DESCRIPTION OF THE TASK
Reproduce the listing below, substituting "list" for every occurrence of "enumerate" and leaving all other text unchanged.

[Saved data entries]

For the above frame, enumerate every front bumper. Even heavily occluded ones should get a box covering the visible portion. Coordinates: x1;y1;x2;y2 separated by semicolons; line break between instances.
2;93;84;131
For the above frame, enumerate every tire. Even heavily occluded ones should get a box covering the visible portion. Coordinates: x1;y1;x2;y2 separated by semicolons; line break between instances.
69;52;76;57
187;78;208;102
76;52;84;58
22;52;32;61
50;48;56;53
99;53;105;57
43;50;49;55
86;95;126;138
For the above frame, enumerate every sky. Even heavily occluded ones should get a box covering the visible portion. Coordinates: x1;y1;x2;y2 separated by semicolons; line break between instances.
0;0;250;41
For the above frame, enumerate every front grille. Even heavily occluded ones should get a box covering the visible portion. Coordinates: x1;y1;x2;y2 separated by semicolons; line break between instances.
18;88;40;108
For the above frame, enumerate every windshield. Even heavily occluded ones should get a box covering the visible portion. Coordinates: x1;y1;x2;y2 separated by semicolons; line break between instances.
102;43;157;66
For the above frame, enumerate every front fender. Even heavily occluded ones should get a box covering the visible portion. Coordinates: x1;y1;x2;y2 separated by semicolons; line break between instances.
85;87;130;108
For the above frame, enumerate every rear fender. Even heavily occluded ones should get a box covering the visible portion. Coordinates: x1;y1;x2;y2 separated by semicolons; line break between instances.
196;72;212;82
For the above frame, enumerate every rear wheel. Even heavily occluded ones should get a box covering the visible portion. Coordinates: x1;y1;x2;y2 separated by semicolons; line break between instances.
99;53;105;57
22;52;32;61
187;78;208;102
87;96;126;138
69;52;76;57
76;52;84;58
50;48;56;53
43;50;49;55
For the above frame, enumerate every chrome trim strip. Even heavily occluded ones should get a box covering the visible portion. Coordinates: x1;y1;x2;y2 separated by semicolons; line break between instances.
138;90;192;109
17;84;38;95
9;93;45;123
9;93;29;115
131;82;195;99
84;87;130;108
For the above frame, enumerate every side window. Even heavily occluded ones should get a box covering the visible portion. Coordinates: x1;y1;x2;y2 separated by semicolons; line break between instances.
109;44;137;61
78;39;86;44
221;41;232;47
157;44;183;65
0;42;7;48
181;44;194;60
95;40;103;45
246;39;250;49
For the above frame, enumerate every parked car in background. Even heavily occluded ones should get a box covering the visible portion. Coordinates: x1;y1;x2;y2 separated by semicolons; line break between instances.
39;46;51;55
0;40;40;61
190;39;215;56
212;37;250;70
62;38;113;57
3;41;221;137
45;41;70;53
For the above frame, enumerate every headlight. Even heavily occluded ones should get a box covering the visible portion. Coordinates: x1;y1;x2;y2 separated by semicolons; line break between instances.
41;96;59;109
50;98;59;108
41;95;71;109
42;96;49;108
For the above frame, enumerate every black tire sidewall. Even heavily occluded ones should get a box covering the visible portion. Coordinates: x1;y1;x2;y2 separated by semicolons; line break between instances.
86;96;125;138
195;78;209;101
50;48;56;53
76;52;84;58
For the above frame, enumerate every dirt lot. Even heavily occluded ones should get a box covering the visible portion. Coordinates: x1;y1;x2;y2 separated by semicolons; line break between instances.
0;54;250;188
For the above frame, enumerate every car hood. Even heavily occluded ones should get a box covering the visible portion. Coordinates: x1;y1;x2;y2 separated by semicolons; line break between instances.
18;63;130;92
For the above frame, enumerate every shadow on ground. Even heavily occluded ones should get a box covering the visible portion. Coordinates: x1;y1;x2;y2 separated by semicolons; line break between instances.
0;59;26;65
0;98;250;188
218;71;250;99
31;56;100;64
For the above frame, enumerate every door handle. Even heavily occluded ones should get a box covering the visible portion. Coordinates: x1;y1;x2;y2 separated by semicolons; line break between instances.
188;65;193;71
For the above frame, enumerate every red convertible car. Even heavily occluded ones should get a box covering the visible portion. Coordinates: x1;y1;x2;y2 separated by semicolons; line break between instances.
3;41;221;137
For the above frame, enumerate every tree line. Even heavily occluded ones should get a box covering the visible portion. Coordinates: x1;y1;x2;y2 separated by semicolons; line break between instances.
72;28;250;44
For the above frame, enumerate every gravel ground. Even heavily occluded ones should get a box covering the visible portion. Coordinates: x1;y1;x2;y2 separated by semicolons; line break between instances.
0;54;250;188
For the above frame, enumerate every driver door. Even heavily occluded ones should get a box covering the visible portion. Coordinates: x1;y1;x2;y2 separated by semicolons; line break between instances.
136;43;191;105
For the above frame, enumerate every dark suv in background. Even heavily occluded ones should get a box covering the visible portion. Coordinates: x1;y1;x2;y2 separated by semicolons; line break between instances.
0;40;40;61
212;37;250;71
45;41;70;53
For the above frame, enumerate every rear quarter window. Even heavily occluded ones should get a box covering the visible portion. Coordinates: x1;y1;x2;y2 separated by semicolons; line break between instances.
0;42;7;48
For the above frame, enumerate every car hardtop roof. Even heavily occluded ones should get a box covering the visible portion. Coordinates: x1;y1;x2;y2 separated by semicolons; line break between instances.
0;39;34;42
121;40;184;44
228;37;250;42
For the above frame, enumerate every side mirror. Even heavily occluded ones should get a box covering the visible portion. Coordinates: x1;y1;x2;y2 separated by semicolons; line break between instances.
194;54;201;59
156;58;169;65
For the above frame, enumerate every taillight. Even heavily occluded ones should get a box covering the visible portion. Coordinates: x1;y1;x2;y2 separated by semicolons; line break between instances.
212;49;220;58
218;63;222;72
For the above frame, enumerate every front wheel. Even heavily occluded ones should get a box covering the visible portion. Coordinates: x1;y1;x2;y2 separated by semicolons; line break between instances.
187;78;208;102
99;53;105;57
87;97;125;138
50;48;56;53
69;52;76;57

PROBLEM SOLUTION
For the above frame, list every front bumper. Even heavily occluded ones should get a box covering the visible portion. Coordinates: x1;y1;x2;y2 separated by semicolons; line break between instances.
2;93;84;131
For the above frame, list every tire. Even heavily occluded ones should get a box covering the visible portion. Coordinates: x1;y1;x2;y2 separated by semicolons; line break between instances.
69;52;76;57
187;78;208;102
76;52;84;58
22;52;32;61
50;48;56;53
99;53;105;57
43;50;49;55
86;95;126;138
For the above frame, list every sky. Even heavily occluded ones should get a box covering the visible portion. Coordinates: x1;y1;x2;y2 separated by semicolons; line break between instances.
0;0;250;41
For the above frame, list every front grille. Even heavily occluded ones should get a box covering the visible portion. Coordinates: x1;y1;x2;y2 separated by semicolons; line break between instances.
18;88;40;108
For the above frame, list every windshield. Even heavily occluded ones should get a box covering the visible portion. Coordinates: x1;y1;x2;y2 separated by semicolons; line break between instances.
102;43;157;66
For the above frame, list every front fender. Even heavily occluded ones should get a box covering the visible portion. Coordinates: x1;y1;x2;y2 separated by semicolons; line break between instances.
85;87;130;108
For the above frame, list every rear fender. Even heavily occluded ones should get a box covering the visible portion. Coordinates: x1;y1;x2;y2 separated by semicolons; line break between instances.
196;72;212;82
For the above frame, list every rear wheel. Even heavily occluded ones should get a box covering the visible portion. Coordinates: x1;y1;x2;y2 separated by semicolons; line break between instances.
99;53;105;57
22;52;32;61
187;78;208;102
87;96;126;138
69;52;76;57
76;52;84;58
50;48;56;53
43;50;49;55
For the above frame, list every chrome trim strip. Even heavily occluded ones should get a box covering the visible portion. Coordinates: x1;y1;x2;y2 separated by semicolons; line break between instances.
138;90;192;109
17;84;38;95
9;93;45;123
9;93;29;115
131;82;195;99
84;87;130;108
For the above frame, list every side window. Even heavily occluded ones should get a box covering the visible portion. Coordinates: x1;y1;x2;y2 separated by semicolons; line break between instances.
109;44;137;61
78;39;86;44
221;41;232;47
157;44;183;65
0;42;7;48
181;44;194;60
95;40;103;45
246;39;250;49
For the above frame, list every parked car in background. Even heavily occluded ones should get a box covering the visible portion. Coordinates: x1;y1;x2;y2 separated by semicolons; line break between instances.
39;46;51;55
0;40;40;61
190;39;215;56
212;37;250;70
62;38;113;57
3;41;221;137
45;41;70;53
For the above frame, list every headlight. Even heavily occluded ones should get a box covering the visible portion. Coordinates: x1;y1;x2;y2 separated by semicolons; line break between instances.
41;96;59;109
50;98;59;108
41;95;71;109
42;96;49;108
For the above frame, list every black tire sidewall. Even heavily occluded ones should get a box covering the visible portion. Coordinates: x1;y1;x2;y2 separated by semicolons; line break between instances.
86;96;125;138
195;78;209;101
50;48;56;53
76;52;84;58
For the above frame, list every dirt lot. Even heavily occluded ones should get a box covering the visible portion. Coordinates: x1;y1;x2;y2 separated by semicolons; line break between instances.
0;54;250;188
For the above frame, list every car hood. Even heavily occluded ones should get a box covering the visible portion. Coordinates: x1;y1;x2;y2 separated by semicolons; line break between instances.
18;63;130;92
For the above frame, list every shadow on ground. Even heavily occluded ones should get a box covering the visible portion. Coordinates: x1;y1;x2;y2 separated by semicolons; line break between instances.
0;59;26;65
0;98;250;188
218;71;250;99
31;56;100;64
For the above frame, list every door handle. Even heavily occluded ones should get a box covering the visible portion. Coordinates: x1;y1;x2;y2 separated by semicolons; line break between instances.
188;65;193;71
For the above frame, list every red convertible car. Even heavily occluded ones should get a box covering the visible portion. Coordinates: x1;y1;x2;y2 separated by semicolons; line break between instances.
3;41;221;137
For the above frame, list every tree line. Even heavily occluded ones should get a box covering the visible portion. Coordinates: x1;y1;x2;y2 separated by semicolons; line break between instances.
72;28;250;44
For the above frame, list every gravel ground. Even heavily occluded ones should get a box covering the visible portion. Coordinates: x1;y1;x2;y2 separated by semicolons; line break between instances.
0;54;250;188
For the above frame, list every driver door. Even heavily occluded ones should get a box covering the visible portion. Coordinates: x1;y1;x2;y2 separated by semicolons; line break between instances.
136;43;191;105
For the above frame, list every dark suv in background. Even heavily occluded ones should get a box covering the visible portion. Coordinates: x1;y1;x2;y2 separated by semicolons; line break between instances.
0;40;40;61
212;37;250;71
45;41;70;53
For the above frame, list every rear quarter window. Even heavily occluded ones should get a box covering the visible portion. Coordinates: x1;y1;x2;y2 separated by semicolons; line break between instances.
0;42;7;48
For the above frame, list every car hardtop roof. Even heavily occluded ones should get a box covering the visible portion. Coordinates: x1;y1;x2;y2 separated by semicolons; line break between instances.
0;39;34;42
121;40;184;44
228;37;250;42
For the above frame, list every side mirror. Even heavily occluded ones should get a box covering the visible portion. Coordinates: x1;y1;x2;y2 separated by semicolons; line break between instances.
194;54;201;59
156;58;169;65
For the above frame, list every taillight. Even heavily occluded ones should get a box covering the visible portion. Coordinates: x1;y1;x2;y2 separated by semicolons; line break between instances.
212;49;220;58
218;63;222;72
For the above frame, list every front wheel. Even heavily occluded ones should get a box covering the visible portion. Coordinates: x1;y1;x2;y2 separated by semicolons; line break between instances.
187;78;208;102
99;53;105;57
87;97;125;138
50;48;56;53
69;52;76;57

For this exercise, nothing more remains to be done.